> **WHAT THIS TASK INVOLVES**
Repeat the records from the line containing "TARGET = black glove" through the end of the records, requests included, shifting every coordinate in the answers by -30. Leave the pictures out.

> **ENTRIES SUPPLIED**
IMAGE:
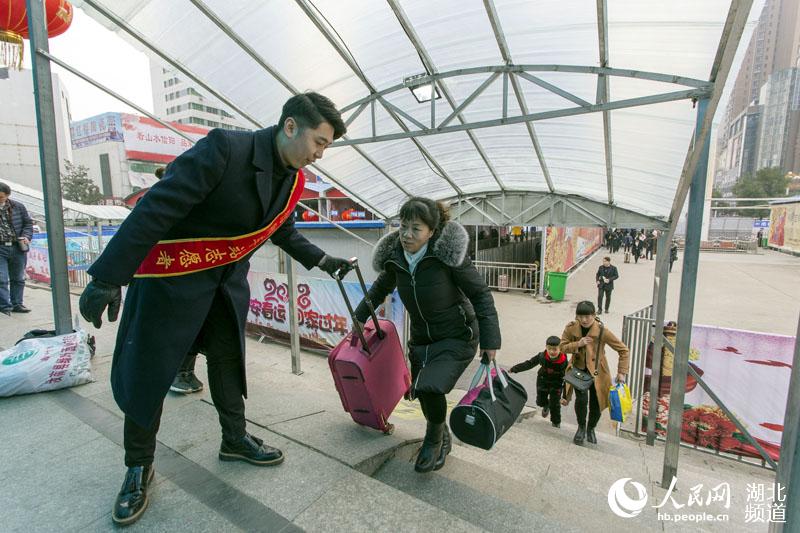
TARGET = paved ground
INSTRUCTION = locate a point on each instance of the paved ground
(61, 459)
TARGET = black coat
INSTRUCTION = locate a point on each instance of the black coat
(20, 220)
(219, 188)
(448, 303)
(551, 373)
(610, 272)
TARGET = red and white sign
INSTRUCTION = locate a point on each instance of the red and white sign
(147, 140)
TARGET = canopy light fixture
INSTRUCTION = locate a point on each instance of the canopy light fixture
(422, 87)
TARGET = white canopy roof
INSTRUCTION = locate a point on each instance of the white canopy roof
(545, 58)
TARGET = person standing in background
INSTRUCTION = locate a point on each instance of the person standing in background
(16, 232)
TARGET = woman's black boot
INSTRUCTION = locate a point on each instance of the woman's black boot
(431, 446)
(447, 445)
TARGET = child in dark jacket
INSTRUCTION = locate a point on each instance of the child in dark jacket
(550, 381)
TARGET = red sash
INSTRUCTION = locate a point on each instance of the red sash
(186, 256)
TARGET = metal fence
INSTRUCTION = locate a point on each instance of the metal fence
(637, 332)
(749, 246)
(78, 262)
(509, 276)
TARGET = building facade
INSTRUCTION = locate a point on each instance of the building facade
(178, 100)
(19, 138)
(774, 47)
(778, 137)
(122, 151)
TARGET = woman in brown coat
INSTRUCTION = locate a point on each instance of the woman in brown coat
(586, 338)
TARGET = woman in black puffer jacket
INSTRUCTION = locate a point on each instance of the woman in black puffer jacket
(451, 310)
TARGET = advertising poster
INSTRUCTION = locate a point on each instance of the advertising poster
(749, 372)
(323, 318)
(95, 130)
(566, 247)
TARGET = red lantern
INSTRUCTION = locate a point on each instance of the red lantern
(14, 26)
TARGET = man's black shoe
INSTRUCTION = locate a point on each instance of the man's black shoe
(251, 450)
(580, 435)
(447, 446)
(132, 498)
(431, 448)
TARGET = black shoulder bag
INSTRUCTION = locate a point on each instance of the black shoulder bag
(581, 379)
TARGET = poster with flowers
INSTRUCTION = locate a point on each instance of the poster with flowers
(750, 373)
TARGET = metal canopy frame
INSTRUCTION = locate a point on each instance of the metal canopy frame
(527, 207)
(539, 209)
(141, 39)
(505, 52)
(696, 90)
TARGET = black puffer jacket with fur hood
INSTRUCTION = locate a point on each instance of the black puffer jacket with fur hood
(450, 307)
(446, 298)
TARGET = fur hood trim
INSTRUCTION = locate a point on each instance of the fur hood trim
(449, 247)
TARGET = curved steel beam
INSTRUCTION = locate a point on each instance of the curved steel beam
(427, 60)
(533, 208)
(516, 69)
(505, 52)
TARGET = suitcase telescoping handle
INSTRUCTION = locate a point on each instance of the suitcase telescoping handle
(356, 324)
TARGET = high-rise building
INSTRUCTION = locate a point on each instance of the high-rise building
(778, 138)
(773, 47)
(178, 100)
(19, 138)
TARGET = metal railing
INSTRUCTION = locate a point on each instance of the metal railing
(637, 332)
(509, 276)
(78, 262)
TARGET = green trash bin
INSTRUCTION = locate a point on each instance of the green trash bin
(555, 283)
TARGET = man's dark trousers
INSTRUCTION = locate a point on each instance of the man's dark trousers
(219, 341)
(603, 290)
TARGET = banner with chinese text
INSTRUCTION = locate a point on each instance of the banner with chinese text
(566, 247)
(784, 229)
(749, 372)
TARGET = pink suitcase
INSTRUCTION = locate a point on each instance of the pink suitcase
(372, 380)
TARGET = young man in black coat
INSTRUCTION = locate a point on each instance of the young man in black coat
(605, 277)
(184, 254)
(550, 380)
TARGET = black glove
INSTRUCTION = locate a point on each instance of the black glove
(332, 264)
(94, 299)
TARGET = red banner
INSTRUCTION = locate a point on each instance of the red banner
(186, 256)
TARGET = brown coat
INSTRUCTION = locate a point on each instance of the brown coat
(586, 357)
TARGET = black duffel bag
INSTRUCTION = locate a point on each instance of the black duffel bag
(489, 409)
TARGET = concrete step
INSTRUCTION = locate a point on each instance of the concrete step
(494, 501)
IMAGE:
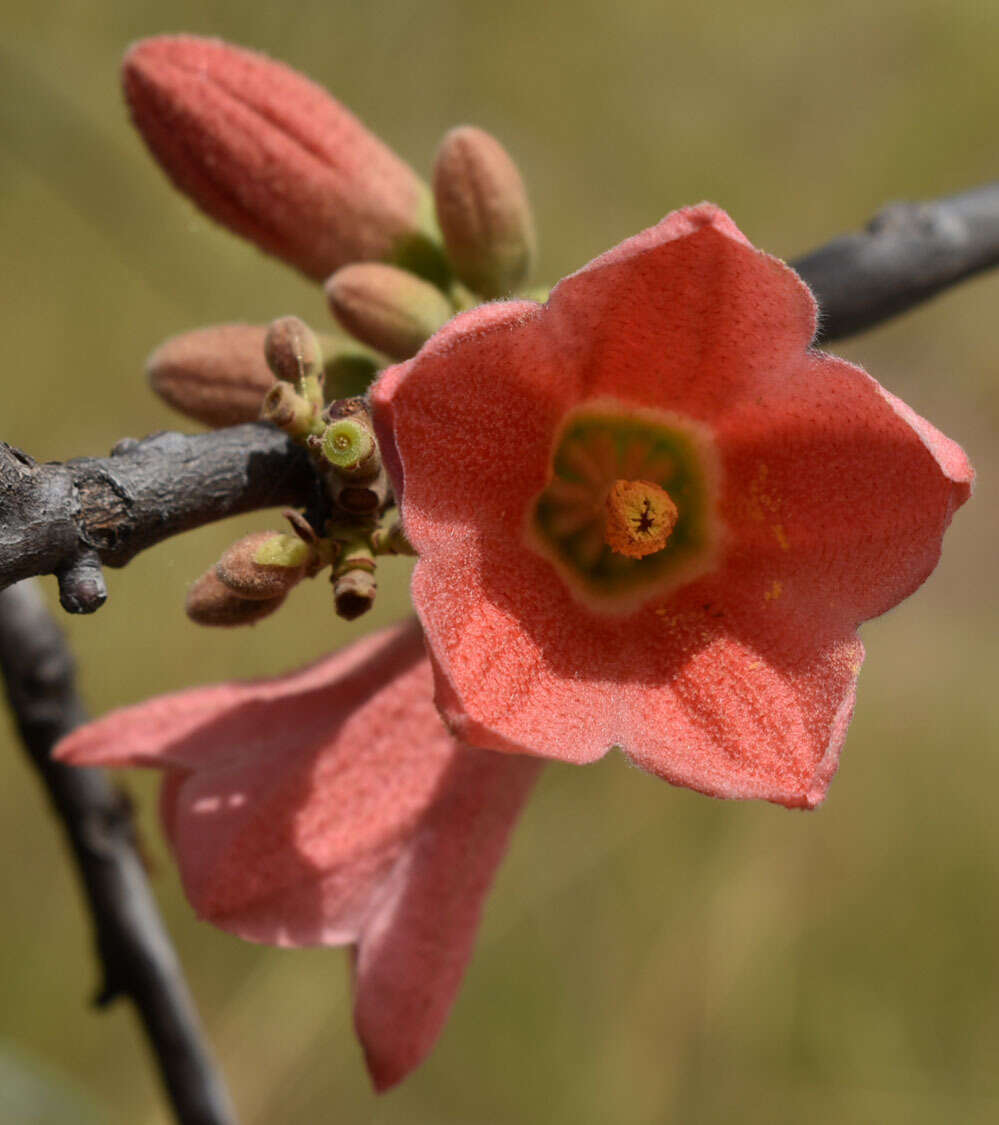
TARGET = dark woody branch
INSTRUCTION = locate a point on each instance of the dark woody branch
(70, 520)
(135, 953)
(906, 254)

> **RESPONSE**
TARGET = black glove
INSTRUCTION = locate a point on each instance of the black glove
(302, 234)
(64, 269)
TARGET = red banner
INSTRUCTION = locate a point on each instance of the red banner
(156, 226)
TARGET = brown coat
INSTRUCTION = locate a point on each instance of the brown coat
(556, 327)
TARGET = black duffel bag
INSTRUCTION = locate a point on each instance of the black duffel bag
(459, 379)
TARGET = concrete step
INSTRUCTION = locate a point on each instance of the concrete step
(464, 471)
IMAGE:
TARGET = dark woody branch
INSTRUCTION = locate a point on each instance of the dark woody branch
(40, 490)
(105, 923)
(876, 224)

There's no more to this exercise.